• [Document]:
# # # # # # #

Four Last Songs is a 2007 British comedy-drama film written and directed by Francesca Joseph and starring Stanley Tucci, Rhys Ifans, and Hugh Bonneville.

The film's title is taken from Four Last Songs, 1948 composition of Richard Strauss, surrounding acceptance of death.

Plot
Larry (Stanley Tucci), an expat piano player, settled in a remote island village seven years ago. Now he runs a small boutique hotel with his girlfriend, Miranda (Jessica Hynes). Every evening he plays the piano at a local restaurant to inattentive customers; all this has left him highly unsatisfied, and he has always wanted to do something big in life. So one day he decides to host a gala concert dedicated to a native son and noted composer, Valentin Lucinsky, whose widow Veronica (Marisa Paredes) still resides in a grand villa in the village.

At first Larry manages to convince Veronica to allow the concert to be held at the local amphitheatre, where famous pianist Narcisco Ortega (Virgile Bramly) would play her late great spouse's music, 'chosen by her'. Things soon start to go awry, as his long lost daughter Frankie (Jena Malone) arrives out of the blue, looking for him, another social-climber, Sebastian Burrows (Hugh Bonneville), latches on to the project convincing Veronica to give it to him and Larry's girlfriend grows suspicious of his relationship with the composer's former muse, Helena (Emmanuelle Seigner), who leads a secluded life on the island. As the movie progresses, several sub plots reveal a variety of estrangements between various key characters, and gradually they are healed amidst the rising melodrama surrounding the concert.

# # # # # # #

• [Task 1]: Retype the entries exactly, starting at their first line and ending at the line that contains "363), (128, 357)]", with both of those lines included.
The entries that follow have no connection to the film article.

# # # # # # #

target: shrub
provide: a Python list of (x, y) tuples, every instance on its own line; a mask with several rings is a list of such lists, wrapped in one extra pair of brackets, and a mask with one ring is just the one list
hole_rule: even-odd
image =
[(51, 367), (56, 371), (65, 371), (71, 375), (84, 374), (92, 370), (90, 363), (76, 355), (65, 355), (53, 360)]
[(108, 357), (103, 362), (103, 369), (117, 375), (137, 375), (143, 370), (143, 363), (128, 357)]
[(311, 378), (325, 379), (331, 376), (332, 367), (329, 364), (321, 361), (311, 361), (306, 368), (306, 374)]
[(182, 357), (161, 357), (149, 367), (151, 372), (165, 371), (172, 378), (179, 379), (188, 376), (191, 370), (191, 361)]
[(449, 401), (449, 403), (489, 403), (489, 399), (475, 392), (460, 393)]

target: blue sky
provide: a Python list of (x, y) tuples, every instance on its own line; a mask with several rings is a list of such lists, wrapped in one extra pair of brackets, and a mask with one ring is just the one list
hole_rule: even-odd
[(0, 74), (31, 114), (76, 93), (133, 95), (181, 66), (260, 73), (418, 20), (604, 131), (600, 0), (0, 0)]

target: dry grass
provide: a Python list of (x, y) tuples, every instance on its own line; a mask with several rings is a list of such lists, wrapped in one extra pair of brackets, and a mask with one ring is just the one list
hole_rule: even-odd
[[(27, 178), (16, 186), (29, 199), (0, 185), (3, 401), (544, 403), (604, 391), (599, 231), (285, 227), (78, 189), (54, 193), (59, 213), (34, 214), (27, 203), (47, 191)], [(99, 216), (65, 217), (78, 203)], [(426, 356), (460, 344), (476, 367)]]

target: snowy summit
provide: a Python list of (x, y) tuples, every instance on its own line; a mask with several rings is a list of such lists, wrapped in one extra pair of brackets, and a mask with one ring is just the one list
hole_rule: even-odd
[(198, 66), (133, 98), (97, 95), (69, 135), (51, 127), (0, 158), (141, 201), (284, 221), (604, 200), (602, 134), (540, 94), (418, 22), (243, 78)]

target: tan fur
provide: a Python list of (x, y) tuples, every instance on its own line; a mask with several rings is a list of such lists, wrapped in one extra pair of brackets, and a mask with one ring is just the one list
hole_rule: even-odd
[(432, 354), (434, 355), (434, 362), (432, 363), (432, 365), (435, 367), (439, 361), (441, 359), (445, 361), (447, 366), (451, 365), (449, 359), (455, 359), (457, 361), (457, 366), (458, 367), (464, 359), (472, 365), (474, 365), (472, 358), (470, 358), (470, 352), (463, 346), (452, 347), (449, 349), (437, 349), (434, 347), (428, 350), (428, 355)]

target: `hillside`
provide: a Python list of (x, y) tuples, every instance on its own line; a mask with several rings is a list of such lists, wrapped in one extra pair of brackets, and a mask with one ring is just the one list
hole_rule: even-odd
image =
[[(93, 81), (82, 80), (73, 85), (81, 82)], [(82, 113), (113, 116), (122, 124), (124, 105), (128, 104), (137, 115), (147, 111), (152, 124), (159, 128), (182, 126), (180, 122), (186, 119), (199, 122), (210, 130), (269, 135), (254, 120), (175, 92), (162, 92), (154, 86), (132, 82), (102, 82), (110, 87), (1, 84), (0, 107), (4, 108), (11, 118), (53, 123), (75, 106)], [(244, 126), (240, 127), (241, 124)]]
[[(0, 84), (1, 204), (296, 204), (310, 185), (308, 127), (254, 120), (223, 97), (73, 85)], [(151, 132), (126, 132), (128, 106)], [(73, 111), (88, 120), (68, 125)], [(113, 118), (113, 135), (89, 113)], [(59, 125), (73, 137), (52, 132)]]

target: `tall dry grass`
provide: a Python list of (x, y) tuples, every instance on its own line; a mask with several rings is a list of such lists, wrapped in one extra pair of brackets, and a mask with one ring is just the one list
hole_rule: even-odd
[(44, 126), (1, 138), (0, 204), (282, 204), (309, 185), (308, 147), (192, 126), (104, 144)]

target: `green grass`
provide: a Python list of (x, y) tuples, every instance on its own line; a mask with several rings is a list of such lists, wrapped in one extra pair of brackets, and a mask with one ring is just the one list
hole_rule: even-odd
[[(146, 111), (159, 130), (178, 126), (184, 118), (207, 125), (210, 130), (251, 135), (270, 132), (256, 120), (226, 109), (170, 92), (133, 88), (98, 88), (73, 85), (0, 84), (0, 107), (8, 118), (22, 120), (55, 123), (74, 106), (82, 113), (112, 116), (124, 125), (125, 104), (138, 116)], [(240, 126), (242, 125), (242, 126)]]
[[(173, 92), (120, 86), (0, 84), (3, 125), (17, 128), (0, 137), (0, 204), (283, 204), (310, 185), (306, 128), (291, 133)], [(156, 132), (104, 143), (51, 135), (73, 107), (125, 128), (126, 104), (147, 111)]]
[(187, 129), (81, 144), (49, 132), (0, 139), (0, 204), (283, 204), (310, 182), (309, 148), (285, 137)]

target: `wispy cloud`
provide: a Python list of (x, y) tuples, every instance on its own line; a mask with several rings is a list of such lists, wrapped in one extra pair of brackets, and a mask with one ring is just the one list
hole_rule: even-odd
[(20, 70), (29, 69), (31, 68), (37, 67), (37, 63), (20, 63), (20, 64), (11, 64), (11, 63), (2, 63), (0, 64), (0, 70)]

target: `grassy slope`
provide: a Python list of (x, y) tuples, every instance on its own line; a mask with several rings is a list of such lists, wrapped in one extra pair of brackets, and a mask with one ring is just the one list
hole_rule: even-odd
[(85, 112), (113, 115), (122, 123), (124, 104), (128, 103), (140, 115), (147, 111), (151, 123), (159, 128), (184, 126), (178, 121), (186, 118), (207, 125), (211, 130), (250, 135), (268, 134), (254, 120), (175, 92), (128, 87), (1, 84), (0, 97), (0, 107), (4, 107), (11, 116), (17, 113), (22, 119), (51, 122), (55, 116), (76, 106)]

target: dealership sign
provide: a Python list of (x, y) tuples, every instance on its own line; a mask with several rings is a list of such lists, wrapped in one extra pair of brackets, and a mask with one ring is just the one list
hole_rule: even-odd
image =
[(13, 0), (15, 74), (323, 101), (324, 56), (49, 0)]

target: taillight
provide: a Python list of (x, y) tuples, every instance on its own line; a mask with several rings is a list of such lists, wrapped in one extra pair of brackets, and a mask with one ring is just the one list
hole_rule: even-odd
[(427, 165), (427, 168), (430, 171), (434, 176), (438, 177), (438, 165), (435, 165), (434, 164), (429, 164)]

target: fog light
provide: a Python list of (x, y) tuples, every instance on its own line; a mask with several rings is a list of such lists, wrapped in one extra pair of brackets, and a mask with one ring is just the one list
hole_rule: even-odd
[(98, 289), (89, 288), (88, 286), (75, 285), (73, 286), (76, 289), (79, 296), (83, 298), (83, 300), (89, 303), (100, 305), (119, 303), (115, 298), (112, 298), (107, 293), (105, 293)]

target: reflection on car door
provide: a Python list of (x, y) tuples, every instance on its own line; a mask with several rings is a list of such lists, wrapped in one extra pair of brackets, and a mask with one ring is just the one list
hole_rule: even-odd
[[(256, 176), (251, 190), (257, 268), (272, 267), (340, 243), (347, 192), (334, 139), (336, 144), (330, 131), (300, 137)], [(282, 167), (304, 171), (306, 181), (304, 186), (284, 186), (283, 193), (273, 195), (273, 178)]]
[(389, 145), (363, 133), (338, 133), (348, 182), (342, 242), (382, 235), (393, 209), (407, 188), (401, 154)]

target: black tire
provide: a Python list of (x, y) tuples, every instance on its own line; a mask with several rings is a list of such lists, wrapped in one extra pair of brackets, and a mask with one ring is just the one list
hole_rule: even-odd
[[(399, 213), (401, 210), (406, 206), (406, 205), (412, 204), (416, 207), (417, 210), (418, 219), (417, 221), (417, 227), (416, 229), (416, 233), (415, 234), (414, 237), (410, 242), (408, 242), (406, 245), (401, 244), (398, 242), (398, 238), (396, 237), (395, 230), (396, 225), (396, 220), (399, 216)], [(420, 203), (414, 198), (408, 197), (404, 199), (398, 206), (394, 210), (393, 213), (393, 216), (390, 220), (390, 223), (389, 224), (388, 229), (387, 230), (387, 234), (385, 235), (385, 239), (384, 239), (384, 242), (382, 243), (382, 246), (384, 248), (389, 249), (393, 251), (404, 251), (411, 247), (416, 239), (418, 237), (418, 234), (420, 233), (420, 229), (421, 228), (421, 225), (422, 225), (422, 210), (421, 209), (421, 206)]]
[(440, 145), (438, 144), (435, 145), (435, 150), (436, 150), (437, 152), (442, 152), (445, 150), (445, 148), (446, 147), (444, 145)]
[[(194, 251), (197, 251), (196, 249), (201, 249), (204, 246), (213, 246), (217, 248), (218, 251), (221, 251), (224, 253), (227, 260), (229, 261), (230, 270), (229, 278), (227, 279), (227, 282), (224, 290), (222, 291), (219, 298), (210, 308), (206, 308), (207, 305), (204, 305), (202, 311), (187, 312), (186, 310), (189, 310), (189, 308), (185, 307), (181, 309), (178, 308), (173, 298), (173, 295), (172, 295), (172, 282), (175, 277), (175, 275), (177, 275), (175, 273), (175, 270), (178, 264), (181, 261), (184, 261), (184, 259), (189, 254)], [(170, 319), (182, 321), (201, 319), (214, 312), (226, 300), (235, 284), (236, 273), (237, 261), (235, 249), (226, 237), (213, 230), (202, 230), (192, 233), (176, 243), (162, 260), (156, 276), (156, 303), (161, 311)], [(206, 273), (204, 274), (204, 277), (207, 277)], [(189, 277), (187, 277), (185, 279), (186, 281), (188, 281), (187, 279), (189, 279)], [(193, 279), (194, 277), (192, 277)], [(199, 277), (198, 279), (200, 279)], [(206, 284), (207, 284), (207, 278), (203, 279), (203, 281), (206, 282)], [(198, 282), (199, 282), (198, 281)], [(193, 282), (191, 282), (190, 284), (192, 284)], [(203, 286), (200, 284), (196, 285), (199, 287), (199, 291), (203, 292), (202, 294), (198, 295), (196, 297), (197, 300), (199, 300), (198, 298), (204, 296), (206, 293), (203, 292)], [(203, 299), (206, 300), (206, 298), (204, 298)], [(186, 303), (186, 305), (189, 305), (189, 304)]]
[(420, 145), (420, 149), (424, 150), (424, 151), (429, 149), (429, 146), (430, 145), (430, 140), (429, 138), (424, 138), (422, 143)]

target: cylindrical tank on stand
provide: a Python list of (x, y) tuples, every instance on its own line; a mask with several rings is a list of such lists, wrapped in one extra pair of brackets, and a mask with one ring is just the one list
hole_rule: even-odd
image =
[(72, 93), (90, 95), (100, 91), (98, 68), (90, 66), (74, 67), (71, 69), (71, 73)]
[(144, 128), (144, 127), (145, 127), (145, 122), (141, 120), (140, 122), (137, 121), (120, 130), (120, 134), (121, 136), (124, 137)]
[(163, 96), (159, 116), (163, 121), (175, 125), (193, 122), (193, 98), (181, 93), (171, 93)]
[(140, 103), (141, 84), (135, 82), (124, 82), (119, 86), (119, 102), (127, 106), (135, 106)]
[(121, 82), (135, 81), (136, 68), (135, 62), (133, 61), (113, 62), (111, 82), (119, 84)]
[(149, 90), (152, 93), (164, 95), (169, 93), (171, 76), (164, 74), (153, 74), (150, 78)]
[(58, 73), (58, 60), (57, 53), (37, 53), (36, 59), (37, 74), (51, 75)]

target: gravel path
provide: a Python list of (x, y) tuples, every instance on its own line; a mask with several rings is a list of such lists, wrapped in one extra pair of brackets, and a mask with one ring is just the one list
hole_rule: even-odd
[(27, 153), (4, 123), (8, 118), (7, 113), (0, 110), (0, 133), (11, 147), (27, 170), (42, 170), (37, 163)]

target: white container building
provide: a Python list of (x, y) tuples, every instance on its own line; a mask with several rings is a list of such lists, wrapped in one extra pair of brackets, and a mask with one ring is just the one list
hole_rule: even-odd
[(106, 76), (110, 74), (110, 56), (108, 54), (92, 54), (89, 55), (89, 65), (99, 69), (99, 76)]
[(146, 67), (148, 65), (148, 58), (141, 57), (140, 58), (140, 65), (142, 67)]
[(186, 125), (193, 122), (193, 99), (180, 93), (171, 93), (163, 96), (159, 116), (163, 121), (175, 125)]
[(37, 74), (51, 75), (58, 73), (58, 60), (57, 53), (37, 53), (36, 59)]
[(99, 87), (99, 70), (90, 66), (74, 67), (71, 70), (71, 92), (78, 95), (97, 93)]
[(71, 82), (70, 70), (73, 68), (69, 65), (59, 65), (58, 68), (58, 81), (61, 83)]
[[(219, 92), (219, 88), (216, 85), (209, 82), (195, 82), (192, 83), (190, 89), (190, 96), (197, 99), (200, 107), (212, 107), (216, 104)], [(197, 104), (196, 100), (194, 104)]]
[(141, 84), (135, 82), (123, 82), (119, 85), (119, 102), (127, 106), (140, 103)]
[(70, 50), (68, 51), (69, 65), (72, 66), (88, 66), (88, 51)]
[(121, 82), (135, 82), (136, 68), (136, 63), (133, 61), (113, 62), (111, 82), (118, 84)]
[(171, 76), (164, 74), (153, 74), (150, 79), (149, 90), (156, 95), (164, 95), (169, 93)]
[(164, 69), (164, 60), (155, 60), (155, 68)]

# # # # # # #

• [Task 2]: Echo, word for word, the stretch of the film article starting at "At first Larry" and ending at "surrounding the concert.".

• [Right answer 1]:
target: shrub
provide: a Python list of (x, y) tuples, every instance on its own line; a mask with several rings is a list of such lists, wrapped in one extra pair of brackets, and a mask with one ring is just the one list
hole_rule: even-odd
image =
[(51, 367), (56, 371), (65, 371), (71, 375), (84, 374), (92, 370), (90, 363), (76, 355), (65, 355), (53, 360)]
[(108, 357), (103, 362), (103, 369), (117, 375), (137, 375), (143, 370), (143, 363), (128, 357)]

• [Right answer 2]:
At first Larry manages to convince Veronica to allow the concert to be held at the local amphitheatre, where famous pianist Narcisco Ortega (Virgile Bramly) would play her late great spouse's music, 'chosen by her'. Things soon start to go awry, as his long lost daughter Frankie (Jena Malone) arrives out of the blue, looking for him, another social-climber, Sebastian Burrows (Hugh Bonneville), latches on to the project convincing Veronica to give it to him and Larry's girlfriend grows suspicious of his relationship with the composer's former muse, Helena (Emmanuelle Seigner), who leads a secluded life on the island. As the movie progresses, several sub plots reveal a variety of estrangements between various key characters, and gradually they are healed amidst the rising melodrama surrounding the concert.